**What you have to do:** Can you write out the Galactica episode review starting with "It's obvious that" and going on through "any was whatsoever.", replacing "episode" with "installment" wherever it appears?

The show was a conclusion - not a conclusion to the BSG storyline but a conclusion in letting go of wish dreams and coming to grips with the future. Adama and Tigh want Galactica to go on. Starbuck wants to hold on to the life she had. Even little Hera wants to hold on to being with her Mom. But Adama and Tigh have to realize that Galactica won't be fixed, Starbuck has to realize that she did die and she isn't going to have Anders back as she remembered him, and Hera has to come to grips that Boomer isn't going to turn the ship back and she must deal with Boomer instead of with her Mom. And everyone has let go of Earth being the answer.
It's obvious that Adama has more planned than just to cannibalize Galactica for the rest of the fleet. Cavil's nefarious plans obviously involve repopulating the Cylons somehow through Hera. I doubt Helo will be at peace with Adama's decision. What parent would? But maybe he'll hold on and trust 'the old man.'
How about that Cylon colony? Looked like the Borg Queen's headquarters! But BSG is so much deeper than old Voyager ever was.
So now that they have let go of the past, what future is in store?
There was a lot revealed in this episode, no question about that. We look into Kara's situation a little more, we get to see a little more of Baltar, we find out Roslin's actually alive (which was somewhat disappointing for some reason, seeing how she's gotten lucky with her life so many times!) There was so much more covered in this episode yet it didn't feel rushed in any was whatsoever.
It's episodes like this that have left me speechless after the credits. No jaw dropping, because that's over-dramatic, but I was completely silent for minutes after the episode was done because of the fact that the end is almost here. After four long seasons, three episodes remain, which will all be aired within the next two weeks. Galactica ended when it was supposed to. It didn't over stay it's welcome by deciding to pull plot twists out of a hat, it was decided that season four would be the final season, and that was the best decision that was ever made for the show. Because by the end of Daybreak part three, we will know the truth.
Now, enough of discussing the show in general, back to the episode. There were so many memorable moments in this episode, and there's no need to review these moments to avoid more spoilers than I've already given in the first paragraph of this review. In general, it was well written, well acted and wonderfully executed.
Two weeks to go, I have absolutely no doubt that this series is going to go out with a bang. A memorable, perhaps unforgettable episode. One of my personal favorites for sure.

**Listed entries:**
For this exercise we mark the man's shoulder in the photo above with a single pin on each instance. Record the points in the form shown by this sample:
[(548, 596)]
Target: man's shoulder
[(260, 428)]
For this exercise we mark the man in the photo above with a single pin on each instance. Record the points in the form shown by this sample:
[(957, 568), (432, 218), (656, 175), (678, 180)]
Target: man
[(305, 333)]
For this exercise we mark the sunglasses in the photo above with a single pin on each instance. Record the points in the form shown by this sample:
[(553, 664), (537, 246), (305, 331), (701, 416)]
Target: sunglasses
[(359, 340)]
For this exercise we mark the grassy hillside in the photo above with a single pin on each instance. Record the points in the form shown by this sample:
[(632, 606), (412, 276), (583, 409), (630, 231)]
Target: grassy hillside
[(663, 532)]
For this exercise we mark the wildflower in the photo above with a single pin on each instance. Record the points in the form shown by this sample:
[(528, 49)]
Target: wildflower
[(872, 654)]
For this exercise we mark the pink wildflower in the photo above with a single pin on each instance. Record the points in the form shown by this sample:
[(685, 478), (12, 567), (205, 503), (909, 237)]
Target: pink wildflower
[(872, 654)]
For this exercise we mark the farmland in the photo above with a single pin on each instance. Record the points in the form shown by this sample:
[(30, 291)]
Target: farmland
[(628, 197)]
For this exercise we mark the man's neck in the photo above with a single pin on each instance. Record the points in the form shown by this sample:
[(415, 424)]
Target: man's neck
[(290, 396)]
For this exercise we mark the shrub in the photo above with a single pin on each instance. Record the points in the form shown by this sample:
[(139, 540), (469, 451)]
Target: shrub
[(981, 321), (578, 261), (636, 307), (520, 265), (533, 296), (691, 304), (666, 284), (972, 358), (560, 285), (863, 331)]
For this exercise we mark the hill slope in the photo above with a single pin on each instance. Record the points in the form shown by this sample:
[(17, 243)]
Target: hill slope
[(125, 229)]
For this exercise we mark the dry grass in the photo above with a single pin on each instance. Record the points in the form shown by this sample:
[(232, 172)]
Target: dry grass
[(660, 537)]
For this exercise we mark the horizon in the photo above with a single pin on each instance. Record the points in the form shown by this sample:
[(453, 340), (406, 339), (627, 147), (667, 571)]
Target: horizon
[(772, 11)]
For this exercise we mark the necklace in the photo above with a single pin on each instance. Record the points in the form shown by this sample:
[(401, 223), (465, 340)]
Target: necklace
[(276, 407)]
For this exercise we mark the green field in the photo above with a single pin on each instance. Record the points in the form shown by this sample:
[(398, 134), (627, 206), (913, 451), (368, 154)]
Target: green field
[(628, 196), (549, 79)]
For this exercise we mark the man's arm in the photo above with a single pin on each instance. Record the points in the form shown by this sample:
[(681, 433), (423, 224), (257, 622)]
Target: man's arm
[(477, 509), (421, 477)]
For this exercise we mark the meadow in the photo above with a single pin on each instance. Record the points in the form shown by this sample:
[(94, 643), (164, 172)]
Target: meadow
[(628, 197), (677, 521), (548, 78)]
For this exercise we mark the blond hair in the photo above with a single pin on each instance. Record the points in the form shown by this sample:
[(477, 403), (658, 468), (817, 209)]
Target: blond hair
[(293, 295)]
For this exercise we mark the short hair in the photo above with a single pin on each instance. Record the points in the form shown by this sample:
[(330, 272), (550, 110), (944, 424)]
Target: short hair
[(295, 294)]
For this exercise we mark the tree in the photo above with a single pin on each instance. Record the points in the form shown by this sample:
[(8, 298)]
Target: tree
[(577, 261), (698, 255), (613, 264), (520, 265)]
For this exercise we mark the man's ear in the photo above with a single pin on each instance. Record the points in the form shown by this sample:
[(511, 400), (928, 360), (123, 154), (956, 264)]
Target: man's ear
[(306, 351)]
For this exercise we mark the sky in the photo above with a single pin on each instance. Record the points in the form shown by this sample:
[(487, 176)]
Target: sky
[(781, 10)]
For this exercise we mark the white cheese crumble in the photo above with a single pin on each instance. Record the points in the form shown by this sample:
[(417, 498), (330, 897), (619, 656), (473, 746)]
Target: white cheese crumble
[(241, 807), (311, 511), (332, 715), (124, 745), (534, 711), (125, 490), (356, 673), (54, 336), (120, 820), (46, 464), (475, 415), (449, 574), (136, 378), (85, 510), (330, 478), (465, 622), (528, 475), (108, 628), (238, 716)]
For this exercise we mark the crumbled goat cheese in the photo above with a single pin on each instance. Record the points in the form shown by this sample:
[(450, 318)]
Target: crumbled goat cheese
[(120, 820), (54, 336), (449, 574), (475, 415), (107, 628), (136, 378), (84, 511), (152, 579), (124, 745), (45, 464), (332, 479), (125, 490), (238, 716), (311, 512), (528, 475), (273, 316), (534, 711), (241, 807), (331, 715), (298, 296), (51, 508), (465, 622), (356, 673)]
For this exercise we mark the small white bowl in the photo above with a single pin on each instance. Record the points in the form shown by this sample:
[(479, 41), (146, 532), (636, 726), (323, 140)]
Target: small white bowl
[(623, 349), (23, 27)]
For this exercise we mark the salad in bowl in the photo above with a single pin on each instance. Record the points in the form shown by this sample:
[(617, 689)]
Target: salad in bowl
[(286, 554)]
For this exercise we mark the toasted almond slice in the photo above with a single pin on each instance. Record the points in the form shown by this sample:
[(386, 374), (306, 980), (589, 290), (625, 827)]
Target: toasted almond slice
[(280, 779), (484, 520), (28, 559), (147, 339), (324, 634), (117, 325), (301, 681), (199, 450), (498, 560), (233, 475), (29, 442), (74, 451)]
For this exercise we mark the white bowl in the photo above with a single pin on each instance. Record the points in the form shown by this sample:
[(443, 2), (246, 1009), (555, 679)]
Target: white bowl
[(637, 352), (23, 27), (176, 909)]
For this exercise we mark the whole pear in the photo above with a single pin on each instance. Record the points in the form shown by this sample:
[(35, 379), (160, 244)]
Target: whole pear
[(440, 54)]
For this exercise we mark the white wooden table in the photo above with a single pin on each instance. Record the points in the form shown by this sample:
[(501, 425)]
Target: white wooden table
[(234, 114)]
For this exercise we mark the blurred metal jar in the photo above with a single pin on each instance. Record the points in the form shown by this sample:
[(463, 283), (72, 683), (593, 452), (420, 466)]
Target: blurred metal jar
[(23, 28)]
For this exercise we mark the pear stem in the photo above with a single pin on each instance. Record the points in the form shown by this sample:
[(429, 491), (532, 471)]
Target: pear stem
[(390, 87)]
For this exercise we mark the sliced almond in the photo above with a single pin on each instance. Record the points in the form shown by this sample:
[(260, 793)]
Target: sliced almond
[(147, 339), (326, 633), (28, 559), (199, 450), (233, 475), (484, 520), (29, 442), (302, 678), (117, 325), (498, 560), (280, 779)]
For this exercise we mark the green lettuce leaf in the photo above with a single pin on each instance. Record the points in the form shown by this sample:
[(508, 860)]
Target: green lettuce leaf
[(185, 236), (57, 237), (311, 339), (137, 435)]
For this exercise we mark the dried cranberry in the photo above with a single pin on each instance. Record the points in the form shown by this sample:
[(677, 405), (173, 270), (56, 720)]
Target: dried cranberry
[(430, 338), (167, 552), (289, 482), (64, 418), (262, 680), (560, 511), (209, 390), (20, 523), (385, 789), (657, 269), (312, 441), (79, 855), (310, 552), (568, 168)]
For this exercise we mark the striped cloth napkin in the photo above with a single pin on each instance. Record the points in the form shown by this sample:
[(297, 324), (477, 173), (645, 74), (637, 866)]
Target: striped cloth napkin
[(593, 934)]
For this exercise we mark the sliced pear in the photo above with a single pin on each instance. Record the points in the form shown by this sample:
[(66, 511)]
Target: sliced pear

**Response to this exercise:**
It's obvious that Adama has more planned than just to cannibalize Galactica for the rest of the fleet. Cavil's nefarious plans obviously involve repopulating the Cylons somehow through Hera. I doubt Helo will be at peace with Adama's decision. What parent would? But maybe he'll hold on and trust 'the old man.'
How about that Cylon colony? Looked like the Borg Queen's headquarters! But BSG is so much deeper than old Voyager ever was.
So now that they have let go of the past, what future is in store?
There was a lot revealed in this installment, no question about that. We look into Kara's situation a little more, we get to see a little more of Baltar, we find out Roslin's actually alive (which was somewhat disappointing for some reason, seeing how she's gotten lucky with her life so many times!) There was so much more covered in this installment yet it didn't feel rushed in any was whatsoever.